### [Exercise description]
Reproduce the listing below line for line, leaving out the pictures.

>> START Recorded data

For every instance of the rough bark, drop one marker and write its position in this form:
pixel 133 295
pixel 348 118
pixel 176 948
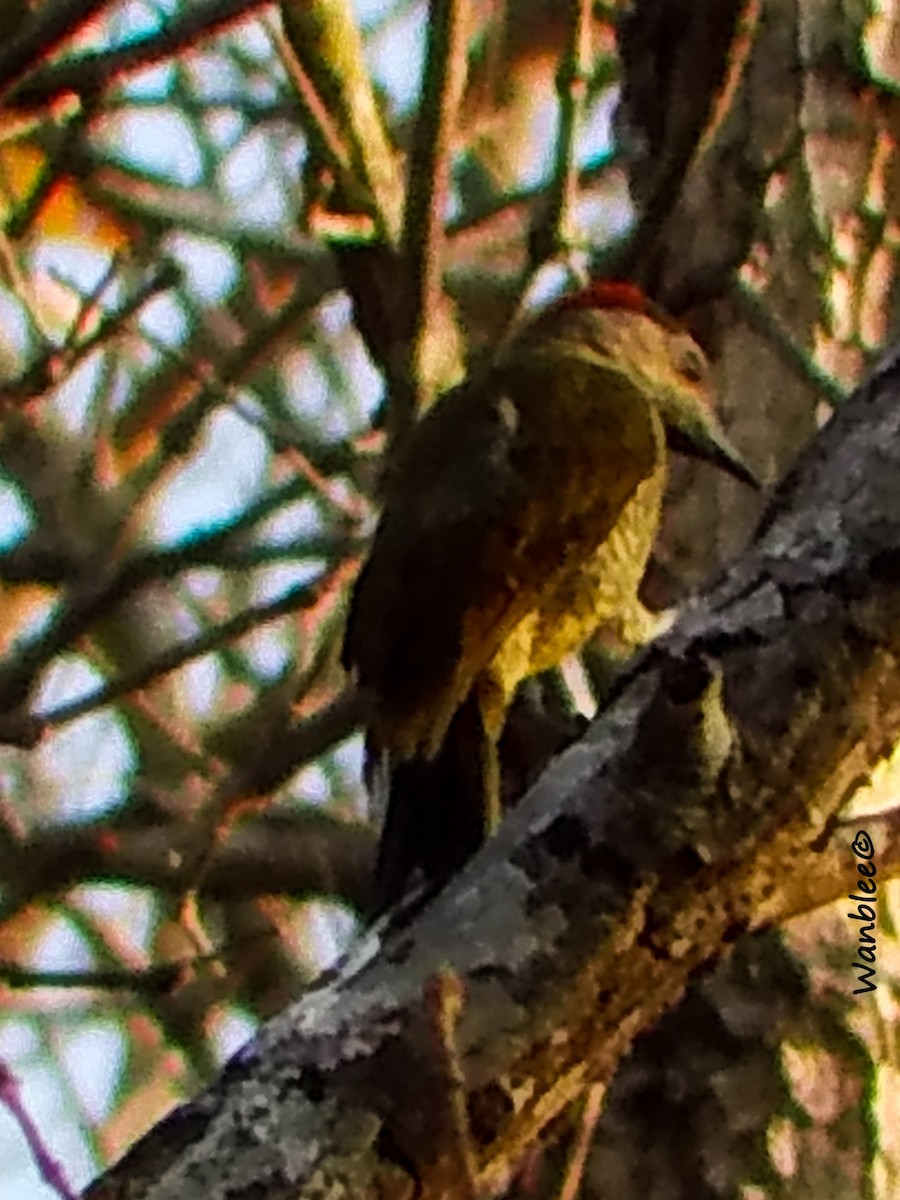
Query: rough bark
pixel 694 810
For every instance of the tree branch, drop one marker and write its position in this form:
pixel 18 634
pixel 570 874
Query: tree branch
pixel 690 813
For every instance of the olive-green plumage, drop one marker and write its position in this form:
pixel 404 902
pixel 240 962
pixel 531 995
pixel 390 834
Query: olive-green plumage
pixel 517 523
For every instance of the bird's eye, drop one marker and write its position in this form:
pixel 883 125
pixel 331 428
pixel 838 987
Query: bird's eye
pixel 693 365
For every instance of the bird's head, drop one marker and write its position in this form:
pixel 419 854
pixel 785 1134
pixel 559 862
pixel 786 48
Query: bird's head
pixel 619 327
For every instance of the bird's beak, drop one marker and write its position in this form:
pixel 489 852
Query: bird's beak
pixel 715 448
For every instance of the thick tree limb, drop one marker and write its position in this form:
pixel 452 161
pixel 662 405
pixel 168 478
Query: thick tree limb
pixel 690 813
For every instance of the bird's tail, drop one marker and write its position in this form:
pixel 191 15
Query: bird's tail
pixel 437 811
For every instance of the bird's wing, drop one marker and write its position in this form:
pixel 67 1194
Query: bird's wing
pixel 493 501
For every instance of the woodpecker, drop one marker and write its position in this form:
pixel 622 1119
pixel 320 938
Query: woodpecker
pixel 517 523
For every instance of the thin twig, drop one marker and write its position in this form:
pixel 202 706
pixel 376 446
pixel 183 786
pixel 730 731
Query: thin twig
pixel 95 70
pixel 444 1001
pixel 427 181
pixel 301 597
pixel 325 37
pixel 579 1155
pixel 51 1170
pixel 571 90
pixel 762 321
pixel 41 33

>> END Recorded data

### [The answer]
For every instance of the rough bark, drop one marker and write its position in this form:
pixel 133 295
pixel 348 118
pixel 176 948
Query: rough bark
pixel 694 810
For every instance of the tree branch, drop one marker and write its position in this form:
pixel 18 634
pixel 570 874
Query: tree branch
pixel 690 813
For every instance of the olive-green plumage, drop one marker and write its position in this form:
pixel 404 902
pixel 240 962
pixel 531 995
pixel 390 834
Query: olive-green plumage
pixel 517 523
For every instance of the bird's eye, drop one marker and write its position in this form:
pixel 883 125
pixel 331 428
pixel 838 987
Query: bird's eye
pixel 693 365
For every instance of the bird's head, drop one marker and write its position in this form:
pixel 419 854
pixel 785 1134
pixel 559 862
pixel 786 48
Query: bird's head
pixel 619 327
For every instance of the bird's beak, drop one marker and write its position in this form:
pixel 489 852
Query: bird's beak
pixel 715 448
For every instance of the thick tree limb, drop one marker and write its position in this form:
pixel 452 161
pixel 662 405
pixel 168 478
Query: thick tree limb
pixel 690 813
For every instance of the bird's tail, drop one marker and write its position in this form:
pixel 191 15
Query: bird's tail
pixel 437 811
For every instance of the bird's wing, drop one marker and write its position in this form:
pixel 67 1194
Query: bird's wing
pixel 493 501
For every instance of the woodpecker, drop one marker and write its position in this form:
pixel 622 1119
pixel 320 938
Query: woodpecker
pixel 517 523
For every instance of the thin twig, drop one marker and write its position in this form:
pixel 202 706
pixel 376 446
pixel 183 786
pixel 730 731
Query: thin twig
pixel 95 70
pixel 444 1001
pixel 427 181
pixel 301 597
pixel 325 37
pixel 579 1155
pixel 51 1170
pixel 571 90
pixel 762 321
pixel 41 33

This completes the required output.